▸ **The task**: Print the line that contains "the white turtleneck" and every line that follows it in the data below, ending with the final line; include nothing else.
• • •
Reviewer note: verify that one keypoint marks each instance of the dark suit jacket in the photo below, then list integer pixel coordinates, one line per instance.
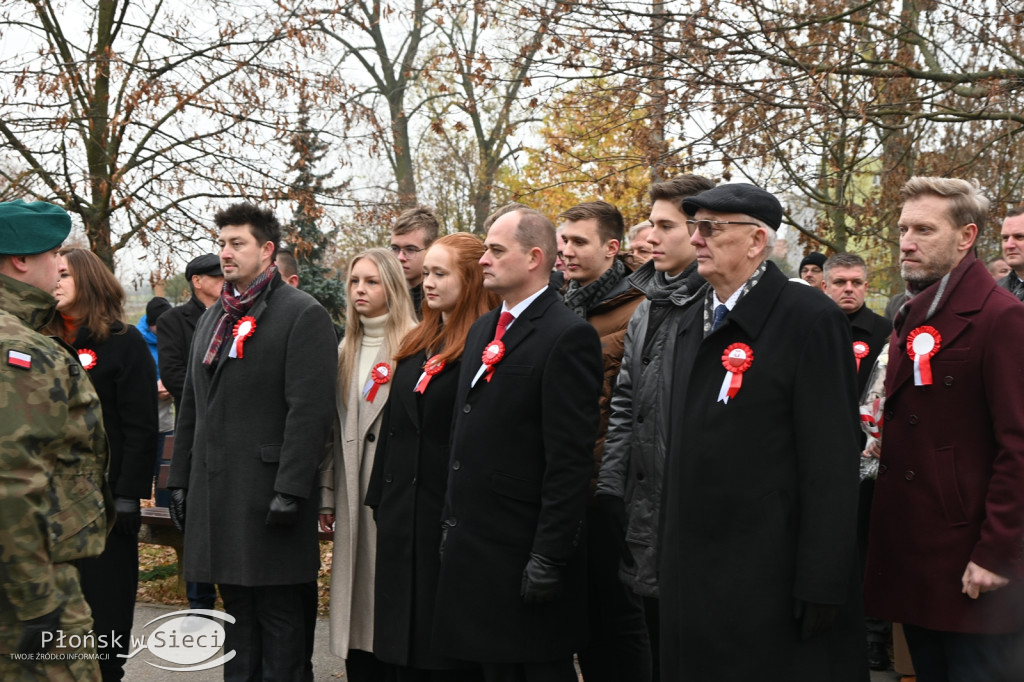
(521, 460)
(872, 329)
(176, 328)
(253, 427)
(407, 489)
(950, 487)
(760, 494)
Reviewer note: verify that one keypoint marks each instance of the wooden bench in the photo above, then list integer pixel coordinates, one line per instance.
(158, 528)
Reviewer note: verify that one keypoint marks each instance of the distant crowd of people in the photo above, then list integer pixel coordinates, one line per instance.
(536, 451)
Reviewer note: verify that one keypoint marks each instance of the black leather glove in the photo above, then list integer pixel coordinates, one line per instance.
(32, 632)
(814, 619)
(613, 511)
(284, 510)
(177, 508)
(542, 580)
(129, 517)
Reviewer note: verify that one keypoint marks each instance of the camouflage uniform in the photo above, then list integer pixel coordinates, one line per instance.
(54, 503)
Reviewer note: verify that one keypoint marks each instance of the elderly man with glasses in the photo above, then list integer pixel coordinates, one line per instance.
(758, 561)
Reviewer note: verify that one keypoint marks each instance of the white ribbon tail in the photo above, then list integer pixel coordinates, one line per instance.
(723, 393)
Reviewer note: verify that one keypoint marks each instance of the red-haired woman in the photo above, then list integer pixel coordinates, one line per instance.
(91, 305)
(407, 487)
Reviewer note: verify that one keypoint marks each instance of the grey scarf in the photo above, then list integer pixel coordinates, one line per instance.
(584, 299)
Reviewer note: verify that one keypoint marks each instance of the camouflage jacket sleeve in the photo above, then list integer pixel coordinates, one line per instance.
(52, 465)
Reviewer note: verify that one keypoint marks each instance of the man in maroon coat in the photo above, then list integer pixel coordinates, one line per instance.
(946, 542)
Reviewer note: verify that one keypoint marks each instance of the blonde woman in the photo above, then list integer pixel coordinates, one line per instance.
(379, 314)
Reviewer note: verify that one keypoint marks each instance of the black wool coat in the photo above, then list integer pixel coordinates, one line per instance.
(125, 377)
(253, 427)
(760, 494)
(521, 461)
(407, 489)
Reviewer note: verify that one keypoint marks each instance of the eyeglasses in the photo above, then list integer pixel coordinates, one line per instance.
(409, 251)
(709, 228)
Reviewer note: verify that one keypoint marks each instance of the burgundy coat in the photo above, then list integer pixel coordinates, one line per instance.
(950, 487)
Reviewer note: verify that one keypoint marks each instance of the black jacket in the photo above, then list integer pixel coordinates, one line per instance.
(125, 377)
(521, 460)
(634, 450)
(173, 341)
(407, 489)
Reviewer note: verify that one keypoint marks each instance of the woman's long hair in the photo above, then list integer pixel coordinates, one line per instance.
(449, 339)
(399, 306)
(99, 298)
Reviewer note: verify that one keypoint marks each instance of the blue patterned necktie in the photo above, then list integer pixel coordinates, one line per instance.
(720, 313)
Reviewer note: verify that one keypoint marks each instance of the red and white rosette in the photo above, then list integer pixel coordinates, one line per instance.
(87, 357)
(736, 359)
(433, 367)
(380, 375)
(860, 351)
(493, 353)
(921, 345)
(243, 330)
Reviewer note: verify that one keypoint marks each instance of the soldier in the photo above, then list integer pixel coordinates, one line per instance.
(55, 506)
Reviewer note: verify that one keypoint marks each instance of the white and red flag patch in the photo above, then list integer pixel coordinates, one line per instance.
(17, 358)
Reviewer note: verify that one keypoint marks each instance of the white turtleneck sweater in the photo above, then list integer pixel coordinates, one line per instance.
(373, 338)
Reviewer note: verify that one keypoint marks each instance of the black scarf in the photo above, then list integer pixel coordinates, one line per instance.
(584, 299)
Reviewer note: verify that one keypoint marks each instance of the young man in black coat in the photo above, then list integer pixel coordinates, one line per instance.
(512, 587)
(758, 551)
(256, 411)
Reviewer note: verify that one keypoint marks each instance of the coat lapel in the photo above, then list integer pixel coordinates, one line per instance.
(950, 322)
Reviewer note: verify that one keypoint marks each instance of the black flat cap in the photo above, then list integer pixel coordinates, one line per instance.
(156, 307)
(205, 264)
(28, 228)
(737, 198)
• • •
▸ **Response below**:
Reviewer note: verify that one keypoint marks each instance of the white turtleneck sweater in the photo above, then list integer pixel coordinates, one line per instance.
(373, 338)
Reviewer note: verify that one keypoint marks each instance of the black scarf in the photo above, then list integer pixel coordinates, one line per instance.
(584, 299)
Reviewer note: verify that one keypoint marks each instance of the young man in black coat in the photo above, then list integer pixel coordinates, one line per instance.
(512, 587)
(758, 551)
(256, 411)
Reviewer note: verify that one keypoint marks each instance of the coat lapel in the photo above, then list integer pixel coordinates, one line per instance.
(950, 322)
Reviewer note: verify that one keypoint marks each instance of the black flat cap in the photo above, then list integer pixel coordinates, one line per instance.
(156, 307)
(205, 264)
(28, 228)
(737, 198)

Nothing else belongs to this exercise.